| Document extract |
━━━━━━━━━━━━━━━━━━━━━━━━━━━━━━

How I Resurrected the Echo of Moscow Podcasts

Mar 30, 2022

15 min

geek stuff

After the Echo of Moscow radio station was casually shut down on March 5, 2022, I had an original idea — maybe I could… partially reopen it. In the spirit of a classic Russian movie line — “he breaks it, I fix it.” Not the radio station itself, of course, but its podcasts.

TLDR

It all worked out, though not without some adventures. Here are the results:

Podcast feed
Simple page for manual consumption
Distribution on Apple Podcasts
Telegram channel, where feed-master uploads audio files

background

This idea didn’t come out of nowhere. The thing is, a long time ago — more than 10 years ago — I assembled something listenable from the radio station’s scattered RSS feeds in the form of a combined podcast, what I called the “Proper Combined Feed of Selected Shows.” There were tons of problems with the original feeds, and some were quite non-trivial. From what I remember, there were issues with episode naming, incorrect episode sequences, duplicates, and various other things along those lines. On top of that, subscribing to numerous podcasts back in those days was not for the faint of heart. As a result, my feed became the most popular place where regular people found podcast versions of the station’s shows. There were some funny moments too: more than once, I received indignant complaints about the content of various shows, about sound quality, about the hosts’ professionalism — basically about everything I had absolutely nothing to do with. At first, I tried to explain how things actually worked, but for “regular people” my explanations were either too complicated or unconvincing.

━━━━━━━━━━━━━━━━━━━━━━━━━━━━━━

| Set problem 1 |
Render the sentence "Not the radio station itself, of course, but its podcasts." from the article on reviving the Echo of Moscow podcasts into Spanish.
| Set problem 2 |
Reproduce verbatim the passage of the article on reviving the Echo of Moscow podcasts that begins at the words "How I Resurrected" and stops after "but its podcasts.".
| Set problem 3 |
Extend the article on reviving the Echo of Moscow podcasts, picking up after its final sentence.
The items that come next are separate material, unrelated to the article on reviving the Echo of Moscow podcasts.

| Annotation records |

━━━━━━━━━━━━━━━━━━━━━━━━━━━━━━

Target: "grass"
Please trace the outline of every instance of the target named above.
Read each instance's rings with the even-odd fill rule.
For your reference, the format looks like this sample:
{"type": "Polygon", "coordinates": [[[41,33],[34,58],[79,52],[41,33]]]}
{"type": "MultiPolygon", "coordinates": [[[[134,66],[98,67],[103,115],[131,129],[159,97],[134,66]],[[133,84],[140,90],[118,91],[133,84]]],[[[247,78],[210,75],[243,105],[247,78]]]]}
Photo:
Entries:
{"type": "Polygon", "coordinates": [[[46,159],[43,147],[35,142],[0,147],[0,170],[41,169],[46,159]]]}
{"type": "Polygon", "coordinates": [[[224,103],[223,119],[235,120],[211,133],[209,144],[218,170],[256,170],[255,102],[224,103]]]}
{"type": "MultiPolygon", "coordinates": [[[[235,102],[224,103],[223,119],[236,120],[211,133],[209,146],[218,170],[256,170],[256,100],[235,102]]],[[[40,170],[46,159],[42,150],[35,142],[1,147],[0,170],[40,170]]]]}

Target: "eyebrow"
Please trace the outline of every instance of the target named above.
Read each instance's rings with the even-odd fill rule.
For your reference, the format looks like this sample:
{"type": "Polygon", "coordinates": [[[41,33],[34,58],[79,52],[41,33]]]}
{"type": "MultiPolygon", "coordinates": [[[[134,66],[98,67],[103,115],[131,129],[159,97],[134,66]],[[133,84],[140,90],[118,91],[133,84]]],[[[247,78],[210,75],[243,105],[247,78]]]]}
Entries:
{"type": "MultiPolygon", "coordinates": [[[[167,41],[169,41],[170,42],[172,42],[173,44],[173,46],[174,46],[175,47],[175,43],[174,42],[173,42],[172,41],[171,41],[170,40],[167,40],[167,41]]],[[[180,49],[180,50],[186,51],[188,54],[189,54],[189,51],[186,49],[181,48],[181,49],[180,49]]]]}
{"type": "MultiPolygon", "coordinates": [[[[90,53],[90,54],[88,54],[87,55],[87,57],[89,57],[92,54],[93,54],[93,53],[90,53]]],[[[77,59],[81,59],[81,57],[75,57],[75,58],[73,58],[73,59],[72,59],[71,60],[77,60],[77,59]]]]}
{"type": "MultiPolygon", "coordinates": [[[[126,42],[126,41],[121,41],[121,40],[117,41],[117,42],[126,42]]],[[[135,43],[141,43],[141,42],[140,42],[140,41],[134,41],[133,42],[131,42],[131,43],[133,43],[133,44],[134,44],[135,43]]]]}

━━━━━━━━━━━━━━━━━━━━━━━━━━━━━━

| Expected output 1 |
No la emisora de radio en sí, por supuesto, sino sus pódcasts.

| Expected output 2 |
How I Resurrected the Echo of Moscow Podcasts

Mar 30, 2022

15 min

geek stuff

After the Echo of Moscow radio station was casually shut down on March 5, 2022, I had an original idea — maybe I could… partially reopen it. In the spirit of a classic Russian movie line — “he breaks it, I fix it.” Not the radio station itself, of course, but its podcasts.

| Expected output 3 |
Going even deeper into the past, about 16 years ago I wrote a program called UPG that listened to the internet live stream and cut podcasts from it. I understand this is hard to believe now, but back then podcasts were still exotic, and radio stations ignored this trendy novelty. For several years, that’s exactly how my Echo podcasts were built, though as far as I remember, it was always only for the geekiest users and wasn’t meant for normal people.

approach to the technical solution

I treated the shutdown of Echo as a technical problem that needed a technical solution. During the two weeks I was thinking it over, many shows appeared on YouTube in video format. This format, I should say, is rather odd — it’s 90% talking heads, and if you extract just the audio, the listening experience doesn’t suffer at all, in my opinion. So the task began to take shape: somehow get the update list from YouTube channels/playlists, extract video links from it, download the videos, extract audio, and package it all as a podcast.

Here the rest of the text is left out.